WHAT IS EXPECTED | Within the listing below, the lines to output run from the one containing "Target: rear cab window" through the one containing "Target: grass"; copy them exactly and nothing else.

DATA TO PROCESS |

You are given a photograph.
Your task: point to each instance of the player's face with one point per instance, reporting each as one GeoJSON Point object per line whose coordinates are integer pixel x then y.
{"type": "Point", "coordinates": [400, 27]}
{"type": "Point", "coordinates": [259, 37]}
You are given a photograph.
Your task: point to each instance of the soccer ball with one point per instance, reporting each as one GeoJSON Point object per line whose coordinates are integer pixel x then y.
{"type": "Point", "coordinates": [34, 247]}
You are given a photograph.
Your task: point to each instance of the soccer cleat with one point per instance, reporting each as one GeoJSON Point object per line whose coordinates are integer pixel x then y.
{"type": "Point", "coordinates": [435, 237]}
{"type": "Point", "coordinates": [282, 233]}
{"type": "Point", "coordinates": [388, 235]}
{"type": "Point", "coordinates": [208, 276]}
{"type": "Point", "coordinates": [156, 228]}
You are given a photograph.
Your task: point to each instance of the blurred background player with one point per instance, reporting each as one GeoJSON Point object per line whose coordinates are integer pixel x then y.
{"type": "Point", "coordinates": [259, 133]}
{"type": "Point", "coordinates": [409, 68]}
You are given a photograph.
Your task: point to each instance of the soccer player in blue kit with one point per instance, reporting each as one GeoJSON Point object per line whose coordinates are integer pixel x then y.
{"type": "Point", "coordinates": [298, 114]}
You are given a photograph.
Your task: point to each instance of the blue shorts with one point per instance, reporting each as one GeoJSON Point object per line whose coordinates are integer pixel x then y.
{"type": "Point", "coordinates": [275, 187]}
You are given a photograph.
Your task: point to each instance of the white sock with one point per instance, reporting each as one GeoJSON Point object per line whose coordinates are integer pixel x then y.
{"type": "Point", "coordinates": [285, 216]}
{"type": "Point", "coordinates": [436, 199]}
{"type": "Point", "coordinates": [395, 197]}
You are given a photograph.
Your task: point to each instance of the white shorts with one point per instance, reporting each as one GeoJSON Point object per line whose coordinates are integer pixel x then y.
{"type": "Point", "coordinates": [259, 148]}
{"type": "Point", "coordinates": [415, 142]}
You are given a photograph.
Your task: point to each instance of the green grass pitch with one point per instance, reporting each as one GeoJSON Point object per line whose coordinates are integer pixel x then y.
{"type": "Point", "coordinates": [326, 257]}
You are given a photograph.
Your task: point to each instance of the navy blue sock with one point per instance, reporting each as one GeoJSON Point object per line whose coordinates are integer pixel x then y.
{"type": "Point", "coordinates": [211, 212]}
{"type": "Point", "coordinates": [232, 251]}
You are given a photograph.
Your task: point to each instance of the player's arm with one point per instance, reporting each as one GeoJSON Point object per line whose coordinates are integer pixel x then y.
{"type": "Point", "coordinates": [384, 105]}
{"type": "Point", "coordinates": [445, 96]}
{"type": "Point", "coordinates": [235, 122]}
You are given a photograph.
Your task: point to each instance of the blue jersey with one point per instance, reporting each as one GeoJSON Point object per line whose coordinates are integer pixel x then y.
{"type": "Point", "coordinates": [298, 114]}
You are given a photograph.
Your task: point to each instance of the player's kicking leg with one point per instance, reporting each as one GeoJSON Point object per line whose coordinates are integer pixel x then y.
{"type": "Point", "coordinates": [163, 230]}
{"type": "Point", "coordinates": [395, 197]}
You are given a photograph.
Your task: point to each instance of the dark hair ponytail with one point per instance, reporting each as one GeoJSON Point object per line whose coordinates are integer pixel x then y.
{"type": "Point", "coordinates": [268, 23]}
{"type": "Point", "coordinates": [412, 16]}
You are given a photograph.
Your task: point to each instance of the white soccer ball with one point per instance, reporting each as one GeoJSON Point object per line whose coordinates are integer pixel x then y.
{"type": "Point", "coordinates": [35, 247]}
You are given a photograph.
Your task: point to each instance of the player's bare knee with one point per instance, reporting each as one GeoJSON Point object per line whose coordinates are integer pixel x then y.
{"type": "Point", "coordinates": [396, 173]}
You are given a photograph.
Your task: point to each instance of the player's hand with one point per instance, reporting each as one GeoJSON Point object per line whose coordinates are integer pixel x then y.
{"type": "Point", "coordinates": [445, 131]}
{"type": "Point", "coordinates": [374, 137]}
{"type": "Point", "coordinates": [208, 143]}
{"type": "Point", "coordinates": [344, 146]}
==
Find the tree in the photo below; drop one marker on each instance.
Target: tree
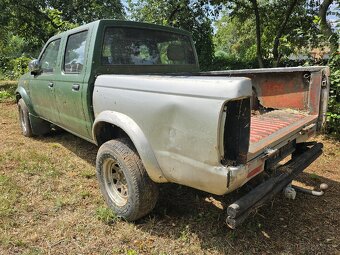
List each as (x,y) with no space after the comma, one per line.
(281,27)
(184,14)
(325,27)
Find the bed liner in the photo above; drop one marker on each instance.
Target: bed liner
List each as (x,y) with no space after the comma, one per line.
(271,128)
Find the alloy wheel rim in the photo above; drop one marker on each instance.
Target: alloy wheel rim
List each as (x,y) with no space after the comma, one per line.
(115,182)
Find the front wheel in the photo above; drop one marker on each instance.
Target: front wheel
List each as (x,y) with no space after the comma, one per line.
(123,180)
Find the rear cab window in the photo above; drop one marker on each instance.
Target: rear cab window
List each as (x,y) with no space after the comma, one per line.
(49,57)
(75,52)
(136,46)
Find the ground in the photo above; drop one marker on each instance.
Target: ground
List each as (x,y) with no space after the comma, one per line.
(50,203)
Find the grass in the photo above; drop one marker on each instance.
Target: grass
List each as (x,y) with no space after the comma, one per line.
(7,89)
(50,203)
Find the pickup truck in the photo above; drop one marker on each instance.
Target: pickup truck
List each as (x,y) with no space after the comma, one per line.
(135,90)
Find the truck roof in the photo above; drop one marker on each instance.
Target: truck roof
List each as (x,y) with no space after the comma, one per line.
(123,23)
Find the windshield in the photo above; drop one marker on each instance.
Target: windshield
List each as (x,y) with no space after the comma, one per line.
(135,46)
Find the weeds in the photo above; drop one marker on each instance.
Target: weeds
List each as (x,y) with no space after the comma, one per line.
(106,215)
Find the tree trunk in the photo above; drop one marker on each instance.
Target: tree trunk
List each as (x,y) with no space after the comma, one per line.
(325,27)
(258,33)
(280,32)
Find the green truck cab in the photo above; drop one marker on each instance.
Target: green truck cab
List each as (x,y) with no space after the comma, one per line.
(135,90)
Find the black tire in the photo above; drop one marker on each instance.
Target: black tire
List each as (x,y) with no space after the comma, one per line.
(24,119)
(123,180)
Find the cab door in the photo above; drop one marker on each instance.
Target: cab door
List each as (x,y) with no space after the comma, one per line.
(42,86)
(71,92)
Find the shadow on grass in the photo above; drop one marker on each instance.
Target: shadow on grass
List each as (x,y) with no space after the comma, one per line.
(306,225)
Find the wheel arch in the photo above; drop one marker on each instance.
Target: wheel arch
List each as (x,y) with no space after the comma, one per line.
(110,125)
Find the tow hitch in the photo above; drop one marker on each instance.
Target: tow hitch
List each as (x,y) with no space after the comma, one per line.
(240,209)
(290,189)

OUTPUT FOR THIS EXERCISE |
Target: rear cab window
List each as (x,y) with no space after the comma, one per line.
(49,57)
(75,52)
(136,46)
Find the ground in the photo above; drop one marker on each instance.
Target: ground
List each as (x,y) with no space after the comma, one per line.
(50,203)
Find the grass in the photo above; drop one marker on each instance.
Target: grass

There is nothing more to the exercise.